### Entries shown:
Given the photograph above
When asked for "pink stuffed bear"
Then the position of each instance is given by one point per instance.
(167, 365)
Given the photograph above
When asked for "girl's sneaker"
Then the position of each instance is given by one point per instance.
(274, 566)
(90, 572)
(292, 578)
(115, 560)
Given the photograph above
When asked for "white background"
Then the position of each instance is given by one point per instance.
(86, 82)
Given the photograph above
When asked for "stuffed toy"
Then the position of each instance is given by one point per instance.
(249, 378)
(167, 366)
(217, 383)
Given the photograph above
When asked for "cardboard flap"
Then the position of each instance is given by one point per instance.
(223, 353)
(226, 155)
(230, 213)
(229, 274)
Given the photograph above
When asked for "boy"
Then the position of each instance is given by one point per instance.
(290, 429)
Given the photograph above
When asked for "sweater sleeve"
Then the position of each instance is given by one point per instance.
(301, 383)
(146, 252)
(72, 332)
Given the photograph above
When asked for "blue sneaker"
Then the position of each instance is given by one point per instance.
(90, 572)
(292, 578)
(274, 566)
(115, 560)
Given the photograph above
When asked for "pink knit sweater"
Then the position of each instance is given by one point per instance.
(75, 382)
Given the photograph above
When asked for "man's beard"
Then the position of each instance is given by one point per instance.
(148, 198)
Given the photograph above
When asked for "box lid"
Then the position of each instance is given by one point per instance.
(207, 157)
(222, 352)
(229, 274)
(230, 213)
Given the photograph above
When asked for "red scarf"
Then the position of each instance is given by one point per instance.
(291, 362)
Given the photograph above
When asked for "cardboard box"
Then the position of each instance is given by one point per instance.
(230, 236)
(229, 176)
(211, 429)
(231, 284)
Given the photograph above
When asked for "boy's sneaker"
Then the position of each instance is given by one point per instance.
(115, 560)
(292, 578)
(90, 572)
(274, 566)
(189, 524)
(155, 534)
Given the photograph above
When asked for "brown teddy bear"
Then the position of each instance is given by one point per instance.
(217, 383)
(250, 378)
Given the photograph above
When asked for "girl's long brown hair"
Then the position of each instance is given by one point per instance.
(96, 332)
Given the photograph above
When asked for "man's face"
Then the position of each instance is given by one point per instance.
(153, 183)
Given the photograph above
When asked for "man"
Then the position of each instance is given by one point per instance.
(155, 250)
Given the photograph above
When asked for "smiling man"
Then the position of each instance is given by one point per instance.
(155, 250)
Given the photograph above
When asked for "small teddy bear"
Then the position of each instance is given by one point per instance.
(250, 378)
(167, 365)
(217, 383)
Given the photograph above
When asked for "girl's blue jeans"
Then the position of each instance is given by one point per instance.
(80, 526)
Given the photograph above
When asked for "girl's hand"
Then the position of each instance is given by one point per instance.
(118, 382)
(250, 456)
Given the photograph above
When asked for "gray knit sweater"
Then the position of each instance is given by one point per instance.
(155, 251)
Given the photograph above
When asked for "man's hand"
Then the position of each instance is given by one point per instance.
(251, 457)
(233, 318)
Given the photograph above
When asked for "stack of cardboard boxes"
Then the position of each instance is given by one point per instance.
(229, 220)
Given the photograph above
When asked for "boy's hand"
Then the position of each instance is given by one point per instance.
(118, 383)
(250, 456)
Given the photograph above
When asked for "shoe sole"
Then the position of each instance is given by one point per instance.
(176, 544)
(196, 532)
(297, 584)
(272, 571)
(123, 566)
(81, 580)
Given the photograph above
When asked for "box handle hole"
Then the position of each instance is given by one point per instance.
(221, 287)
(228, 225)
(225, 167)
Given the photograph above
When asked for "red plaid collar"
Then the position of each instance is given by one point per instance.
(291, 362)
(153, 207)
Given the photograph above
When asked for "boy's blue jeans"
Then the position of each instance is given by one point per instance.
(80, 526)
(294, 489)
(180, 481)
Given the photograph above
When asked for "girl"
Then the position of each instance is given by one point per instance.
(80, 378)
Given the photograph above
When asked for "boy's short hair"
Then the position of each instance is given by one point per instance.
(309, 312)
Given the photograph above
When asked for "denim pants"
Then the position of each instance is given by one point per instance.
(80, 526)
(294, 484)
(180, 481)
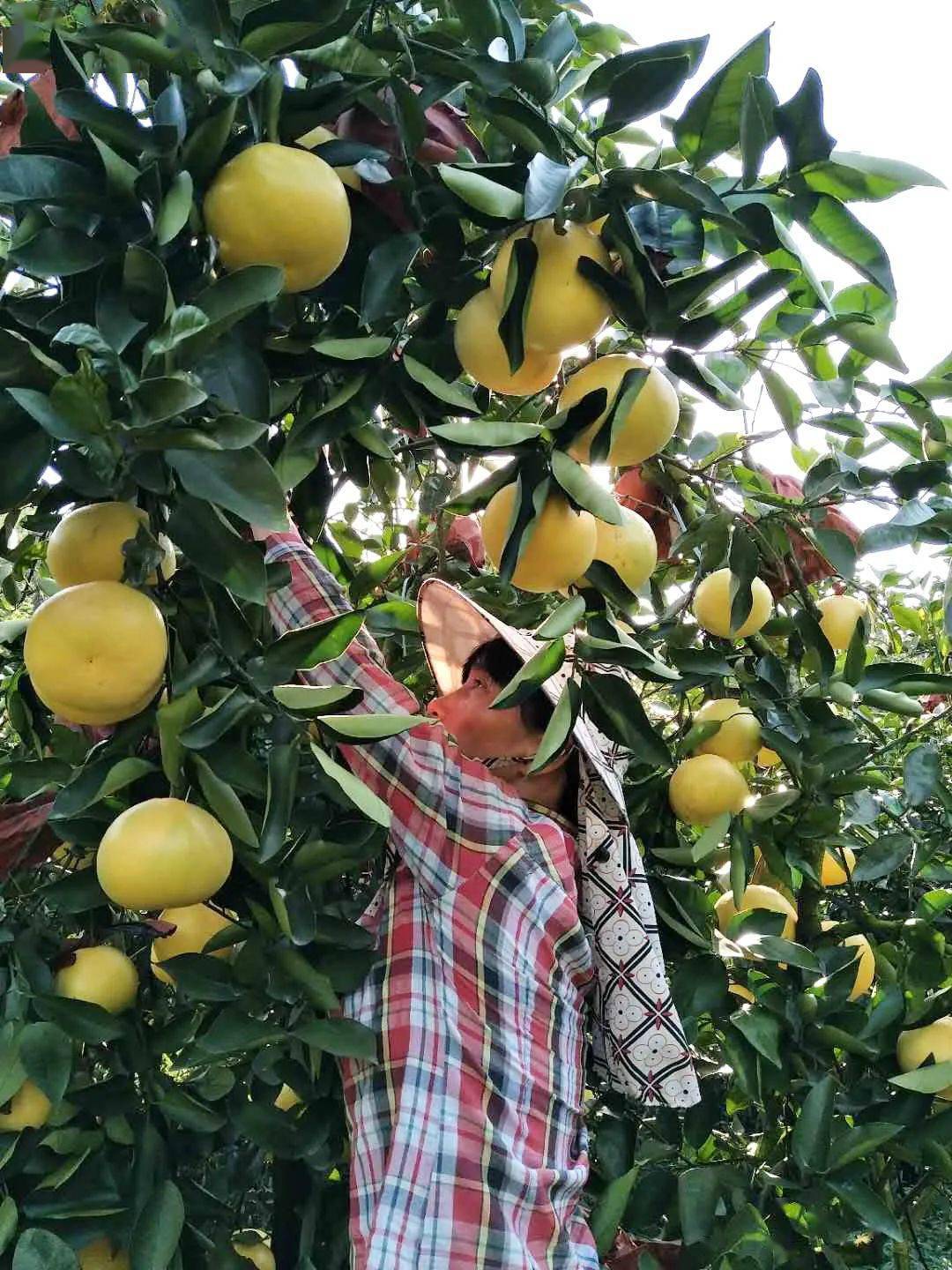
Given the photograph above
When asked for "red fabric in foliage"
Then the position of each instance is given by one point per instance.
(446, 133)
(13, 112)
(25, 837)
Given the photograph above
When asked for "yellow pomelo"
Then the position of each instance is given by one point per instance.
(646, 427)
(559, 550)
(86, 544)
(704, 787)
(756, 897)
(739, 736)
(259, 1254)
(279, 205)
(287, 1099)
(482, 355)
(865, 961)
(163, 854)
(29, 1109)
(103, 975)
(564, 309)
(839, 617)
(712, 606)
(316, 138)
(95, 653)
(833, 874)
(100, 1256)
(195, 926)
(917, 1044)
(629, 548)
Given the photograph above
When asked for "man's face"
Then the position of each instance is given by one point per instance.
(478, 730)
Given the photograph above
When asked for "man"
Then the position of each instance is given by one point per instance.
(469, 1146)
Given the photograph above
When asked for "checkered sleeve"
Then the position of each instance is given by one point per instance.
(447, 813)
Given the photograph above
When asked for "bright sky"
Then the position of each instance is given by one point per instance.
(886, 84)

### Task prompt:
The required answer is each line of the entries containing the string "girl".

### Answer below:
When asked for "girl's sneaker"
When asked for "girl's long brown hair"
When asked for "girl's blue jeans"
When asked for "girl's hand"
When asked for "girl"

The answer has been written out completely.